(INSTRUCTIONS FOR THE TASK)
List every line of the items below that contains the word "background". Matching is case-sensitive.

(Stored dataset items)
────────────────
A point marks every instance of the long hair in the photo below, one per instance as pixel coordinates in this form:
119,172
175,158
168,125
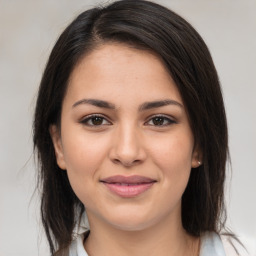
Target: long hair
147,26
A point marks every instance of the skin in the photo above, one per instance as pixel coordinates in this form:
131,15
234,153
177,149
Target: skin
127,140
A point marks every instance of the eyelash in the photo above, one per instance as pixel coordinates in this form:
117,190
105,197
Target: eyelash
164,118
89,118
166,121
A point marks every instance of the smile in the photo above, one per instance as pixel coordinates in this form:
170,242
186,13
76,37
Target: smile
128,187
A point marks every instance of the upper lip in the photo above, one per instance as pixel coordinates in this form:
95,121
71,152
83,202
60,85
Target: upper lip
134,179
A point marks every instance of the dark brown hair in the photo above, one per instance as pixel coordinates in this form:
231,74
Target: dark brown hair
149,26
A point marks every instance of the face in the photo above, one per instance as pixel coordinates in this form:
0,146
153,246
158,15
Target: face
125,139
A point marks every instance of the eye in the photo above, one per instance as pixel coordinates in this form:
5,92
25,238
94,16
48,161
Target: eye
160,120
95,120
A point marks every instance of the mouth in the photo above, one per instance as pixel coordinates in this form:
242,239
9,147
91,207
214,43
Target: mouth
128,186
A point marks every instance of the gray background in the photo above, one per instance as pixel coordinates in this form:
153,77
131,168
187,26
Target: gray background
28,30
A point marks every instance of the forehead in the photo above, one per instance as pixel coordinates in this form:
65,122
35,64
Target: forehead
119,69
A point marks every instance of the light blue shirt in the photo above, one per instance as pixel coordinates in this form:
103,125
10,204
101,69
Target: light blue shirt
211,245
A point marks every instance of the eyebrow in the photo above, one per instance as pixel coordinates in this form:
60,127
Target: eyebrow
158,104
142,107
94,102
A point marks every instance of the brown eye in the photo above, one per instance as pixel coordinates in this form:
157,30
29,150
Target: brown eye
95,120
160,121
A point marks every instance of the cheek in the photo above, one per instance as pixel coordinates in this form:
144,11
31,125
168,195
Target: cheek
83,156
173,156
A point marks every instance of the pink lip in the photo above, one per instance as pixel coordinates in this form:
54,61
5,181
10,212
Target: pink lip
128,186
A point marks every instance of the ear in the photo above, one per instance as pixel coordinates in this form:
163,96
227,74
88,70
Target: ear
56,140
197,157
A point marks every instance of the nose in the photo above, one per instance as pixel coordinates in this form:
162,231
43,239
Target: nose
127,147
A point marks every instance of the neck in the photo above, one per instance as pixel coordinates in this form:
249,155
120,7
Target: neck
155,240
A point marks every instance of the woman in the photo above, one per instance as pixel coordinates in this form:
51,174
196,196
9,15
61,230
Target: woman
130,127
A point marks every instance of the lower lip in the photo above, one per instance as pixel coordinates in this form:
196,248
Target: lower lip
128,190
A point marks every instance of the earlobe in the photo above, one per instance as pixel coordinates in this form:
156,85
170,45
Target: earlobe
196,158
56,140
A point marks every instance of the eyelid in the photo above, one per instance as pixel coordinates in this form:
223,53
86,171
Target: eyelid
166,117
85,119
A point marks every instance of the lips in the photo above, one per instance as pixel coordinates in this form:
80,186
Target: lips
128,186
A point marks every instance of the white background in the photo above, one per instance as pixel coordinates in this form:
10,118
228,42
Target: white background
28,30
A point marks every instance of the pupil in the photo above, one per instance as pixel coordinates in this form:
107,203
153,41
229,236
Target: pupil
97,120
158,121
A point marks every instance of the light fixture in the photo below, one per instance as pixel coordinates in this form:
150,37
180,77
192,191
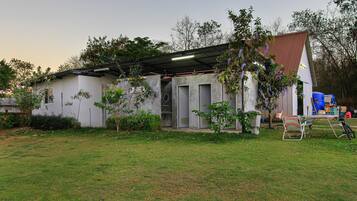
────────────────
(SOLVED PROBLEM)
A point marks every instance of the gray background in the photo above, one per instance as pixel coordinates in this form:
Target: gray background
A point marks every instance of the white background in the photo above, one per instance as pixel coordinates in this form:
Target: white background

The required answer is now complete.